Short problem: Convert the data below into a numbered list with one item per line, leaving out any blank lines.

Records
————
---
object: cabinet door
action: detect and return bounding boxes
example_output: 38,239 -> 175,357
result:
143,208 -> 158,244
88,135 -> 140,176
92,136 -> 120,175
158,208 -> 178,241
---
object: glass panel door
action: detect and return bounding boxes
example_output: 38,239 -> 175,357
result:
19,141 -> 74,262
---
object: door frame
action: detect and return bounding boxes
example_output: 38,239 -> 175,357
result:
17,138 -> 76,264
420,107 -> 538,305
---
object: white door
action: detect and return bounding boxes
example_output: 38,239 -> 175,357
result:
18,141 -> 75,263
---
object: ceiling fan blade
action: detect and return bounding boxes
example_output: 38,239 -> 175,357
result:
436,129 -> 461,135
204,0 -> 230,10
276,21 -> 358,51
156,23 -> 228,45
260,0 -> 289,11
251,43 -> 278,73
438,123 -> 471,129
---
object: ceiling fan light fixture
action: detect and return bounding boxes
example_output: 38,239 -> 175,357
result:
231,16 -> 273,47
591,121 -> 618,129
————
Exercise result:
1. ---
2. object: cabinet door
3. action: detect and return bounding boxes
4. example_output: 38,239 -> 175,357
5. result:
6. 143,208 -> 158,244
7. 88,135 -> 140,176
8. 92,136 -> 120,175
9. 158,208 -> 178,241
10. ---
11. object: glass panel door
12. action: detect and return bounding boxes
13. example_output: 38,239 -> 175,357
14. result:
15. 19,141 -> 74,262
16. ---
17. object: door frame
18. action: detect and return bounding boxes
19. example_output: 38,239 -> 175,357
20. result:
21. 17,138 -> 76,264
22. 420,107 -> 538,305
23. ---
24. object: white door
25. action: detect and return bounding boxes
26. example_output: 38,239 -> 175,357
27. result:
28. 18,141 -> 75,263
29. ---
30. object: ceiling fan blade
31. action: detect and return bounding boxes
32. example_output: 38,239 -> 175,357
33. result:
34. 436,129 -> 461,135
35. 204,0 -> 230,10
36. 276,21 -> 358,51
37. 156,23 -> 228,45
38. 260,0 -> 289,11
39. 251,43 -> 278,73
40. 438,123 -> 471,129
41. ---
42. object: ceiling fan light fixture
43. action: detect and return bounding boxes
44. example_output: 38,239 -> 175,357
45. result:
46. 231,16 -> 273,47
47. 591,121 -> 618,129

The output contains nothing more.